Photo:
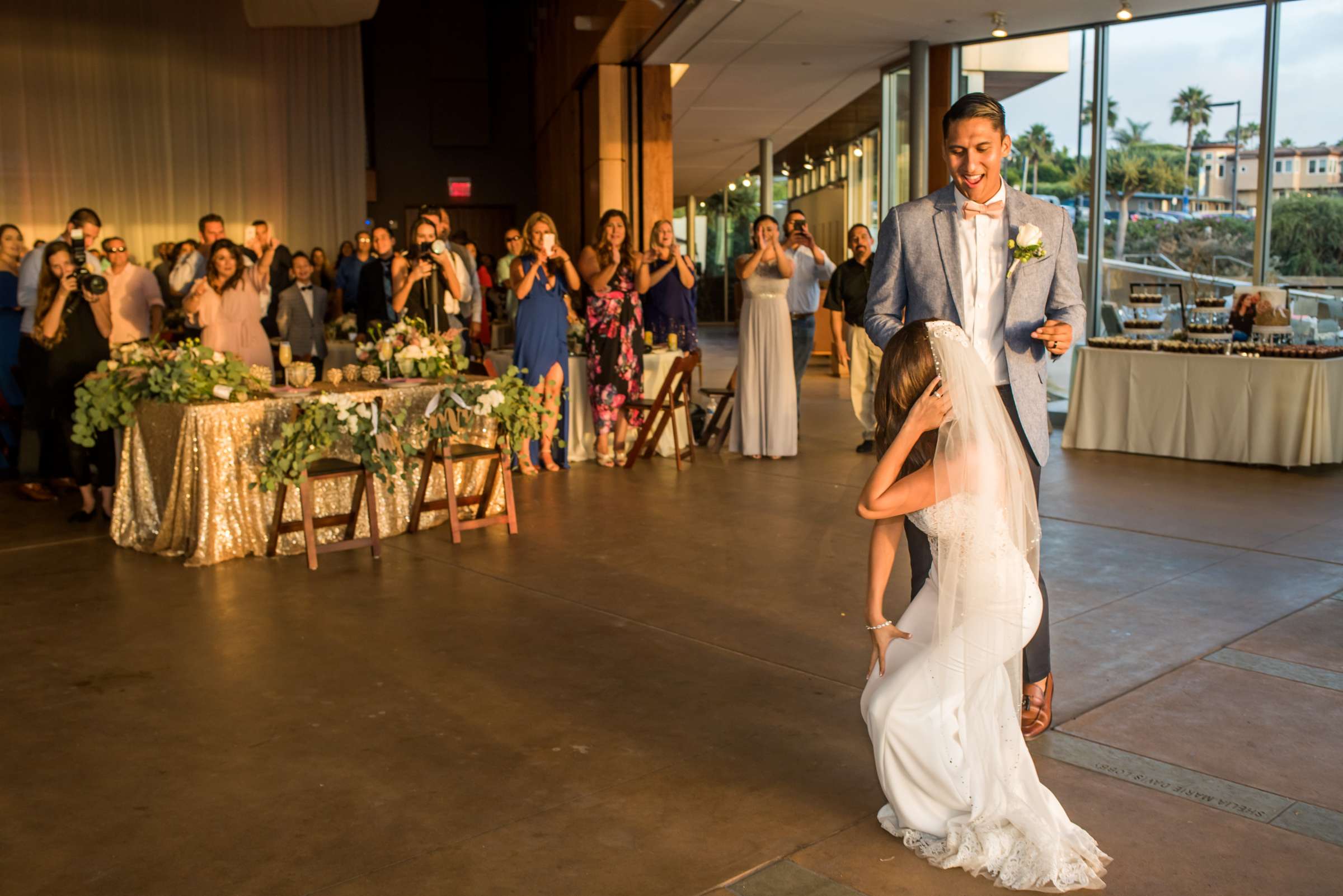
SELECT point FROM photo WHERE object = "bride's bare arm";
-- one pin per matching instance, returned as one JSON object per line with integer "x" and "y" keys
{"x": 881, "y": 557}
{"x": 903, "y": 497}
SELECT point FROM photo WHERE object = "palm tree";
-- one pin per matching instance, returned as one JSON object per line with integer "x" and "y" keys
{"x": 1111, "y": 113}
{"x": 1192, "y": 108}
{"x": 1250, "y": 133}
{"x": 1134, "y": 136}
{"x": 1035, "y": 145}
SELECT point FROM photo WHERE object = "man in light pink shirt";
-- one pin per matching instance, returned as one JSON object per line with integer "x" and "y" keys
{"x": 138, "y": 306}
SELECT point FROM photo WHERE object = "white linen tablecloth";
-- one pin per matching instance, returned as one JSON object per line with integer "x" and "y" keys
{"x": 1286, "y": 412}
{"x": 582, "y": 438}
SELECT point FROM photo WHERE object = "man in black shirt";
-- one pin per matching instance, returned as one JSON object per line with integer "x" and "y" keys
{"x": 374, "y": 299}
{"x": 848, "y": 299}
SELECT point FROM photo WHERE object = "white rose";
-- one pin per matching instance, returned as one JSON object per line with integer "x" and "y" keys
{"x": 1029, "y": 235}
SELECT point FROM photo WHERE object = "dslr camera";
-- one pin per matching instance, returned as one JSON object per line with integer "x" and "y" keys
{"x": 86, "y": 280}
{"x": 428, "y": 250}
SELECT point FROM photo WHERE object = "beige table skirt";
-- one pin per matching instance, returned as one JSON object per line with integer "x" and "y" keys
{"x": 186, "y": 474}
{"x": 1286, "y": 412}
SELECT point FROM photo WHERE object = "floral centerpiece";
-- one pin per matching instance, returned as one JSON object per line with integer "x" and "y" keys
{"x": 410, "y": 349}
{"x": 343, "y": 328}
{"x": 323, "y": 422}
{"x": 152, "y": 372}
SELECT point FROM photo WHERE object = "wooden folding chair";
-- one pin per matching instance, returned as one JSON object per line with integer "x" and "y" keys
{"x": 720, "y": 423}
{"x": 675, "y": 395}
{"x": 500, "y": 463}
{"x": 317, "y": 471}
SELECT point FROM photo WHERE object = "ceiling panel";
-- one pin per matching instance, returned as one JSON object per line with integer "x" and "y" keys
{"x": 750, "y": 49}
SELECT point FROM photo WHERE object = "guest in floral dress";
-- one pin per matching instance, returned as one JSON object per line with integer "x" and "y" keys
{"x": 613, "y": 278}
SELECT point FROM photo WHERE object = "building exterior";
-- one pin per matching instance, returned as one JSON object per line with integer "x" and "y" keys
{"x": 1297, "y": 169}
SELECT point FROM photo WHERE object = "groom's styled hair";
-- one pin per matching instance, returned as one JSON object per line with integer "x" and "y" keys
{"x": 975, "y": 106}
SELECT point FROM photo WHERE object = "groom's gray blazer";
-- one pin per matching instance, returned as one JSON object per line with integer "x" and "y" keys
{"x": 917, "y": 275}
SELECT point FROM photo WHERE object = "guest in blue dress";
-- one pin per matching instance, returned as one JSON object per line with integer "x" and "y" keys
{"x": 11, "y": 315}
{"x": 542, "y": 277}
{"x": 670, "y": 301}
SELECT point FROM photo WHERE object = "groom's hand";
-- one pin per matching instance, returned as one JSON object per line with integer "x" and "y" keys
{"x": 1056, "y": 336}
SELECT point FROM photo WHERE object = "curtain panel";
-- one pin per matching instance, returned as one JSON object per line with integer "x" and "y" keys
{"x": 155, "y": 113}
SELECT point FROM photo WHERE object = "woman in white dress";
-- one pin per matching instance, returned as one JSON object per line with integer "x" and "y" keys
{"x": 764, "y": 420}
{"x": 942, "y": 701}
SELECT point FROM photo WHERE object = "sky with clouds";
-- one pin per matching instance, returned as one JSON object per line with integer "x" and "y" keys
{"x": 1223, "y": 53}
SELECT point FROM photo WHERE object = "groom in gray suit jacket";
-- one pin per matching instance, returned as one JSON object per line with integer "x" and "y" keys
{"x": 947, "y": 257}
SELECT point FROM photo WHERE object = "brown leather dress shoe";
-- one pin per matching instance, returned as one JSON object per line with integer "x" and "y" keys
{"x": 35, "y": 491}
{"x": 1037, "y": 708}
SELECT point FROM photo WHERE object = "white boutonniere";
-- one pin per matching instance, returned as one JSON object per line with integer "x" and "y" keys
{"x": 1029, "y": 244}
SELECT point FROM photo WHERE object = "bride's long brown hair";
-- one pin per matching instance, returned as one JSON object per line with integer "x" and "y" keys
{"x": 907, "y": 368}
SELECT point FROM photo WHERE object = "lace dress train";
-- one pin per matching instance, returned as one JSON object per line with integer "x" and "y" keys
{"x": 958, "y": 797}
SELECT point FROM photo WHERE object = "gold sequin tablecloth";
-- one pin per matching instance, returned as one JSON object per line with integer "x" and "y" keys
{"x": 186, "y": 474}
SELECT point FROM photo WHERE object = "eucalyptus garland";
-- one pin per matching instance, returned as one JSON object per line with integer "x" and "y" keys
{"x": 152, "y": 372}
{"x": 374, "y": 435}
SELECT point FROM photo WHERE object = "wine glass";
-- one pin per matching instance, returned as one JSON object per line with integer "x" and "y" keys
{"x": 287, "y": 357}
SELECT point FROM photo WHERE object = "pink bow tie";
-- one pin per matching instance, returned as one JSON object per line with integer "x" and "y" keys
{"x": 992, "y": 210}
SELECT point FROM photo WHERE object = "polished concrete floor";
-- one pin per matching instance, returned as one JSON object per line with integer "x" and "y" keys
{"x": 653, "y": 690}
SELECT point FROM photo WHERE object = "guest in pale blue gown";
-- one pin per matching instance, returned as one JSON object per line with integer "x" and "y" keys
{"x": 542, "y": 277}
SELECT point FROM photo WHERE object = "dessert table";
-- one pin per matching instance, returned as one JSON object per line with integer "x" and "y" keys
{"x": 1286, "y": 412}
{"x": 186, "y": 474}
{"x": 582, "y": 436}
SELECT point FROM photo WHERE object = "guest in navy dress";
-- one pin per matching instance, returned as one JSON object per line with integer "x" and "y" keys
{"x": 11, "y": 314}
{"x": 542, "y": 277}
{"x": 670, "y": 299}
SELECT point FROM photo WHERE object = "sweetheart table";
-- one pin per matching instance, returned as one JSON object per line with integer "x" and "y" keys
{"x": 186, "y": 473}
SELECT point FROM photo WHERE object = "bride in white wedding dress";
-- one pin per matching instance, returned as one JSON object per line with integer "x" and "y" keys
{"x": 942, "y": 701}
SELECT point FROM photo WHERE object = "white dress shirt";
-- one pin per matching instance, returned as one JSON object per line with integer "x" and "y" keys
{"x": 982, "y": 251}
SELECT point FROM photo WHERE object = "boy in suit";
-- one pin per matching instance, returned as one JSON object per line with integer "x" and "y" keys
{"x": 301, "y": 314}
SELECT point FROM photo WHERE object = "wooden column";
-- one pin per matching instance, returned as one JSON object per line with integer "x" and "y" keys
{"x": 655, "y": 152}
{"x": 605, "y": 156}
{"x": 939, "y": 101}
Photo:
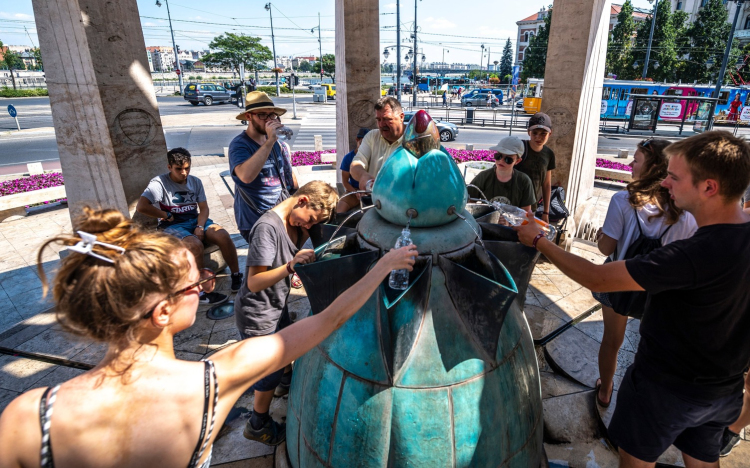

※

WRITTEN TASK
List every line in the listing above that contains the string "panel". Case counts.

CORRECT RESPONSE
SELECT point FROM photo WHERE object = "ceiling panel";
SELECT point FROM photo WHERE object = "curtain panel";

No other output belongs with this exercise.